------ Selected passage

Tuesday, February 26, 2013



Iran covers up the First Bosom: News agency digitally alters Michelle Obama's Oscars gown to make it look more modest


I visited a book store in downtown Abu Dhabi during my brief stay in the United Arab Emirates, and saw magazines with black ink covering most parts of a woman’s anatomy, except for the head and fingers. 

Yes, even arms vanished beneath the black ink.

When I lived in Kabul, Afghanistan, I became accustomed to seeing only eyes peer out of a woman's chadri (The full Afghan chadri covers the wearer's entire face except for a small region about the eyes, which is covered by a concealing net or grille.)

We Peace Corps volunteers were trained to not look directly at Afghan women, and definitely not speak to any of the women.

The women in the city were well-covered, and always walked with a brisk pace.

I knew this head covering as a chadri, but I also heard the word Burqa being used (an Arabized Persian word of purda (parda) meaning curtain and veil) which have the same meaning in Persian.

[See Burqa-chadari below]


In my English classes at Kabul University, female students usually wore scarves as head coverings, and I could clearly see their eyes and faces.

I guess there is no Biblical prohibition for covering the female anatomy in Christian nations, otherwise how would Playboy, Penthouse, Hustler and, then later, many other sundry skin magazines ever have been sold?

Are we a Christian nation?

Some say that God created us the way we are, and the way we look, and we shouldn’t be ashamed of God’s Handiwork.

Is God ashamed of His Body?

Also, wearing clothes wasn’t a commandment on any of the tablets of Moses.


“Judge in yourselves: is it comely that a woman pray unto God uncovered?”

1 Corinthians 11


This doesn’t say which part of the female body should be covered during prayer.

Maybe to be on God’s good side, it was a wise thing for women to put a blanket over the whole body when praying, then when not praying, a bikini, nightgown, or nothing was o.k.

Actually, the following verse does say which part:

 “…but any woman who prays or prophesies with her head uncovered disgraces her head--it is one and the same thing as having her head shaved.”

5 Corinthians 11


I guess it is “different strokes for different folks.”

Iranians are different from Westerners.

I just don’t like to see all of that black ink going to waste---or in this technological age, photo shopping images to make them fit a cultural and religious dogma.

“Burqa-chadari, is a full body and head covering for outside the home for many women in Afghanistan. The Burqa is constructed of about ten yards fabric with an embroidered mesh face piece which conceals the entire women's dress ensemble of pants, overdress, and head scarf.”

“The burqa is not only worn in Afghanistan but it's more common in other countries including India and Pakistan. The original chadari has Persian origins but over the time period it became associated with the urban dress of middle and upper class Afghan women. The chadaree has been incorrectly attributed as Afghan women's traditional dress but it only became mandated women's wear after dress sanctions were imposed by the Taliban in 1996”.


“During the Taliban women had to wear this piece of heavy cloth on top of their normal clothing to cover them from the head to lower calf or to ankle. In the first days when the Taliban captured Kabul and announced that all women have to wear 'Chadaree' outside of home, many women were shocked, especially in the capital Kabul. They wondered how they were going to wear 3 pounds of extra weight of clothes on top of their formal and informal clothing. It was really difficult for the women who had never worn it before.”

------------
------ Data excerpts

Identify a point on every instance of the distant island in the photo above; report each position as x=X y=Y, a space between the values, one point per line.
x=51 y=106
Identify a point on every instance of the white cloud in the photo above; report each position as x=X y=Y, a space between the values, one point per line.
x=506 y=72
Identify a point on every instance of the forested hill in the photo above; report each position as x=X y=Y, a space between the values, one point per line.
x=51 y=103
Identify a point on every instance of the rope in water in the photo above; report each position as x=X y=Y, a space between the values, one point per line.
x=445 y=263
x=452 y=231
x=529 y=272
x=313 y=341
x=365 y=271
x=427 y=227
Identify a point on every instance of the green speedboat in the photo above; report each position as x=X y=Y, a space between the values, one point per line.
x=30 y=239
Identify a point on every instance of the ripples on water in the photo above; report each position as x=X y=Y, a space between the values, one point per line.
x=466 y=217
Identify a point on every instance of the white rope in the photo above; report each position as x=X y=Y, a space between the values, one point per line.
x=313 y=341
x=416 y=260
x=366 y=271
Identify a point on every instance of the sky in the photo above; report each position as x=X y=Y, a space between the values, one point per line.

------------
------ Data excerpts

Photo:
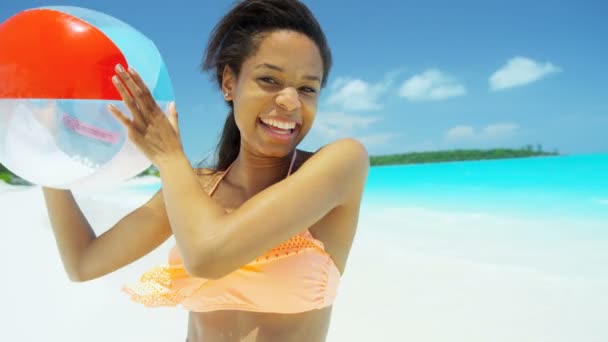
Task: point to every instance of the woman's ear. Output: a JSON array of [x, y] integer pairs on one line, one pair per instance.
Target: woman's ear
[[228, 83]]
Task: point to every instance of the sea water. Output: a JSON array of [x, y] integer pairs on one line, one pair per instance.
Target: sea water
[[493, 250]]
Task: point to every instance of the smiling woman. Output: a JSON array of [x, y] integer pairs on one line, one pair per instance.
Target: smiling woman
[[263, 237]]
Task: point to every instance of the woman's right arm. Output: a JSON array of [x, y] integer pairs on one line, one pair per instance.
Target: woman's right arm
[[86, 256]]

------------
------ Data excerpts

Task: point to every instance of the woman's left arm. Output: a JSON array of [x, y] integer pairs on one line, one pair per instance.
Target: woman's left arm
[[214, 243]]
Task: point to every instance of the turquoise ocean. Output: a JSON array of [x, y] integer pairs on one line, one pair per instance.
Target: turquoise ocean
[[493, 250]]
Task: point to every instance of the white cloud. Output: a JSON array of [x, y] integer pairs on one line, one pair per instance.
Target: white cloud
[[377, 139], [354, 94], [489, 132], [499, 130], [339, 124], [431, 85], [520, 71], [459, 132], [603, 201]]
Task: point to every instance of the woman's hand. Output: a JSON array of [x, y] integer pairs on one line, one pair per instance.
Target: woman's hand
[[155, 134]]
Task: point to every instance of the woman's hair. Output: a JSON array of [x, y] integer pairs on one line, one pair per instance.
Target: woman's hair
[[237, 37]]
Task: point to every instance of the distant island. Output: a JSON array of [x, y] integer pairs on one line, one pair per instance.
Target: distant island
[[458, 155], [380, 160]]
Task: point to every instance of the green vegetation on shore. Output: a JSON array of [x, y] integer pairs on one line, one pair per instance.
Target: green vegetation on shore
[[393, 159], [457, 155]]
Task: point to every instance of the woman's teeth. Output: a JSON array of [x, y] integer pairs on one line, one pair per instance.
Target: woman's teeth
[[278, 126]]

------------

> What is asked:
**A)** According to the blog post, about how much fabric is used to make a Burqa?
**B)** Condense the paragraph of the blog post that begins "During the Taliban women had to wear" into a short bulleted list of its main facts.
These data items have no connection to the blog post.

> Answers to each task:
**A)** About ten yards of fabric.

**B)**
- Under the Taliban, women had to wear the heavy chadaree over their normal clothing, covering them from head to lower calf or ankle.
- When the Taliban captured Kabul and ordered all women to wear it outside the home, many women were shocked, especially in the capital.
- They wondered how they would manage 3 pounds of extra weight on top of their clothing.
- It was especially difficult for women who had never worn it before.